__Task details__: Below is some data; print it all back exactly.

————

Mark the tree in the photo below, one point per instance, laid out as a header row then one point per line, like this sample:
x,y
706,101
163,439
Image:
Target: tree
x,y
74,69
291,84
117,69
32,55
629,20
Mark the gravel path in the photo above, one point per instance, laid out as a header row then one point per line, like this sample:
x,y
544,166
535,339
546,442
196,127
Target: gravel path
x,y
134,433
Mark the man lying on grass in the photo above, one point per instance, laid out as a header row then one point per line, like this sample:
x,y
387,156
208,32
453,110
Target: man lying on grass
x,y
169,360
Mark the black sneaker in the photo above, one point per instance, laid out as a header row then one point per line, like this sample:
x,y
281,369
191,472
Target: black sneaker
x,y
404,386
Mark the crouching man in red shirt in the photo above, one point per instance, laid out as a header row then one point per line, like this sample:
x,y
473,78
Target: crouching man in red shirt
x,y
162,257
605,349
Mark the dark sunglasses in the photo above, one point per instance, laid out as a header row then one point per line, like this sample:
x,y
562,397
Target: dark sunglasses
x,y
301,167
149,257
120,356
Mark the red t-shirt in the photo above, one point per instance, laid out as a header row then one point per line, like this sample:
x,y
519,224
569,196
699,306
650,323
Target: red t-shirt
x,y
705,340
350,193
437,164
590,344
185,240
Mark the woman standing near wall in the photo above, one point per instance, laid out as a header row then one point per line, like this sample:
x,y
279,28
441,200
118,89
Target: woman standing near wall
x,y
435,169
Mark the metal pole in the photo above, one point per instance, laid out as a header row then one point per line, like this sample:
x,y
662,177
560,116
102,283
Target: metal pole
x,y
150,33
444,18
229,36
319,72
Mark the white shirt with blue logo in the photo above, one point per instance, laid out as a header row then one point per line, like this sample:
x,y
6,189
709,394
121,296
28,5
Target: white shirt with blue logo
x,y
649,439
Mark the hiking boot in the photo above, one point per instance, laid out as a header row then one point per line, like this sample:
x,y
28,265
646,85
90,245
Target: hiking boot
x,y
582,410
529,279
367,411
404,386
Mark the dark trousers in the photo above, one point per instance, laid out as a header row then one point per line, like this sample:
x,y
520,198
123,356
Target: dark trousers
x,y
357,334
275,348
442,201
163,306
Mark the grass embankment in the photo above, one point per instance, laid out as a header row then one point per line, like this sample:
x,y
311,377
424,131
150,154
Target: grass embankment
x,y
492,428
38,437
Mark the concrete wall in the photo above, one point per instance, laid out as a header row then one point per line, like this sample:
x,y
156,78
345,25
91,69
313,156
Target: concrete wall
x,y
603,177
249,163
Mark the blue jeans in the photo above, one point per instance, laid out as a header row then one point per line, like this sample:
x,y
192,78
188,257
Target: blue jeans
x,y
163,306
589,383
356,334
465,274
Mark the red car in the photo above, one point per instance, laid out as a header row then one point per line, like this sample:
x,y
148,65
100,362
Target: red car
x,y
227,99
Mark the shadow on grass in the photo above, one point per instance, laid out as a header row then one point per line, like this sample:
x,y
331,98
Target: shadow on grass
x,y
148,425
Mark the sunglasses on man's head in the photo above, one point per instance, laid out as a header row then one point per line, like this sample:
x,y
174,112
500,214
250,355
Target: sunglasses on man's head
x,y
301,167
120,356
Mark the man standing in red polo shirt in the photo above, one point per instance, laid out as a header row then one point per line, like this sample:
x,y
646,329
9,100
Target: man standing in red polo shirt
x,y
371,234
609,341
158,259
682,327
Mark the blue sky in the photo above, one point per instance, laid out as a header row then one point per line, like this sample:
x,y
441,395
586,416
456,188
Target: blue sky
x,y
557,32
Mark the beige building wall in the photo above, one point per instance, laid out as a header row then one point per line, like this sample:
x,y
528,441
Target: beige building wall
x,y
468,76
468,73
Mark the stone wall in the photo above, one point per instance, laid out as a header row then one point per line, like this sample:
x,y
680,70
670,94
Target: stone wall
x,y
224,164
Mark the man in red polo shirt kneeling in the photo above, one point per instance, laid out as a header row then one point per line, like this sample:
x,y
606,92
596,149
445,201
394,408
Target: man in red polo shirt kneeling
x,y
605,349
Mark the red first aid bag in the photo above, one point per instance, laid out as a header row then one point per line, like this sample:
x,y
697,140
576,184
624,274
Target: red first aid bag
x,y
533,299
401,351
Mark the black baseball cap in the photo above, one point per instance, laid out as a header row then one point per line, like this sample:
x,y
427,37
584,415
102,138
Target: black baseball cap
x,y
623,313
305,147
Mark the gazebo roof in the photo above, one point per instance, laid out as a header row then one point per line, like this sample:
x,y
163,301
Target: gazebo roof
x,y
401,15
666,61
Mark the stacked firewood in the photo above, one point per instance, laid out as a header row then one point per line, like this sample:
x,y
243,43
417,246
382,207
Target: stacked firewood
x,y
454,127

————

__Completed exercise__:
Mark the tree in the photo below, one point per instance, laid out as a header row then one point per line, like this sample:
x,y
706,101
163,439
Image:
Target: tree
x,y
74,69
291,84
117,69
32,55
629,20
Mark the gravel path in the photo above, one point per instance, laid out as a header row then one point per line, like this sample:
x,y
544,166
535,339
546,442
196,127
Target: gravel path
x,y
134,433
Mark the man lying on grass in the photo above, one point per instance, laid out as a header row then one point per line, like this sample:
x,y
387,156
208,32
453,110
Target: man lying on grass
x,y
169,360
Mark the black sneaker in the photo above, one point per instance, laid out as a header row then one point per line, like this sample:
x,y
281,369
191,472
Target: black sneaker
x,y
404,386
Mark the crouching man in red shirt in the photo above, one point per instance, laid out as a header row then one point per line, like this sample:
x,y
473,78
Target: crouching man in red shirt
x,y
162,257
605,349
Mark the dark sunglasses in the photo above, one point per instance, laid out as a header row then one point per line, like this sample:
x,y
562,397
Target: dark sunglasses
x,y
301,167
149,257
120,356
Mark the red t-shirt in the photo above, one point per instance, laid out as a header row then one point per line, like this sample:
x,y
519,224
569,196
699,306
650,323
Target: red t-shirt
x,y
705,340
350,193
437,164
590,344
185,240
Mark the woman standing near wall in the photo above, one point per instance, laid out as a header row then one point per line, like this sample:
x,y
279,28
441,200
118,89
Target: woman standing near wall
x,y
435,169
Mark the metal pole in the photo above, one point per instance, laid out as a header row then one point per line, like this sample:
x,y
662,177
560,116
102,283
Target: metal pole
x,y
150,33
444,18
229,36
319,72
Mark the white shirt with blue logo in the photo above, one point per instance, laid out as a header row then one point per line, like this sample:
x,y
6,189
709,394
121,296
28,5
Target: white shirt with blue logo
x,y
649,439
Mark the hiking boot in the photo above, one point per instance, laid out as a header row then one point per line, like this sample:
x,y
28,265
646,85
90,245
Target: hiking boot
x,y
582,410
529,279
367,411
404,386
Mark the dark trousers in the photo above, one point per instance, laid out as a header row then one point per line, like this sample:
x,y
520,198
123,356
Target: dark trousers
x,y
357,334
275,348
442,201
163,306
Mark the grass embankment in the photo above, one point per instance, laid out as a header row then one point per line, like this sample:
x,y
311,377
424,131
150,154
Target: grass embankment
x,y
492,428
38,437
Mark the concrete wall in the photo above, one point per instance, laid out as a header row then one point per line, like this sample:
x,y
156,78
345,25
91,69
313,156
Target: concrete wall
x,y
603,177
249,163
Mark the blue jeans in the photo above, one point per instance, laid out as a header row then one point per line, like this sample:
x,y
192,78
188,257
Target: blue jeans
x,y
163,306
589,383
356,334
465,274
Mark the red car in the photo above, one point per instance, laid out as a header row then one point per line, like this sample:
x,y
148,65
100,362
Target: red car
x,y
227,99
Mark the shadow on grass in the photo above, one point per instance, laid out as a header row then one point per line, like this sample:
x,y
331,98
Target: shadow on grass
x,y
148,425
Mark the sunglasses on man's head in the photo above, one point per instance, laid out as a header row then one point per line, like this sample:
x,y
174,112
500,214
250,355
Target: sunglasses on man's head
x,y
301,167
120,356
Mark the man standing in red polo shirt in the photo above, one point per instance, laid out as a header row then one point per line, like this sample:
x,y
646,329
9,100
Target: man standing in red polo shirt
x,y
371,234
609,341
158,259
682,327
Mark the blue sky in the photo above, one point per instance, laid out as a header row then one point per line, like this sample:
x,y
441,395
586,416
456,188
Target: blue sky
x,y
557,32
Mark the beige building wall in the photo above, one point per instance, laid out as a header row then one point per line, like this sample:
x,y
528,441
Target: beige building wall
x,y
468,76
468,73
Mark the stone wall in the photo above, one point per instance, laid out as a header row then one point per line, like this sample:
x,y
680,70
670,94
Target: stone wall
x,y
224,164
Mark the man in red polo shirt kneeling in the photo above, one point per instance, laid out as a header row then one point per line, like this sample:
x,y
606,92
596,149
445,201
394,408
Target: man in red polo shirt kneeling
x,y
605,349
Mark the red first aid bag in the photo above, one point per instance, laid out as a header row then one point per line, like this sample:
x,y
697,140
576,184
624,274
Target: red first aid bag
x,y
533,299
401,351
Mark the black baseball cap in the photo above, one point per instance, laid out as a header row then one point per line, like this sample:
x,y
427,37
584,415
102,138
Target: black baseball cap
x,y
623,313
305,147
Mark the gazebo roof in the photo above, one point per instance, laid out as a header row then one point per line, like this sample:
x,y
163,301
Target: gazebo roof
x,y
401,15
666,61
Mark the stacked firewood in the photo above, one point per instance, laid out as a header row then one point per line, like this sample:
x,y
243,43
417,246
382,207
Target: stacked firewood
x,y
454,127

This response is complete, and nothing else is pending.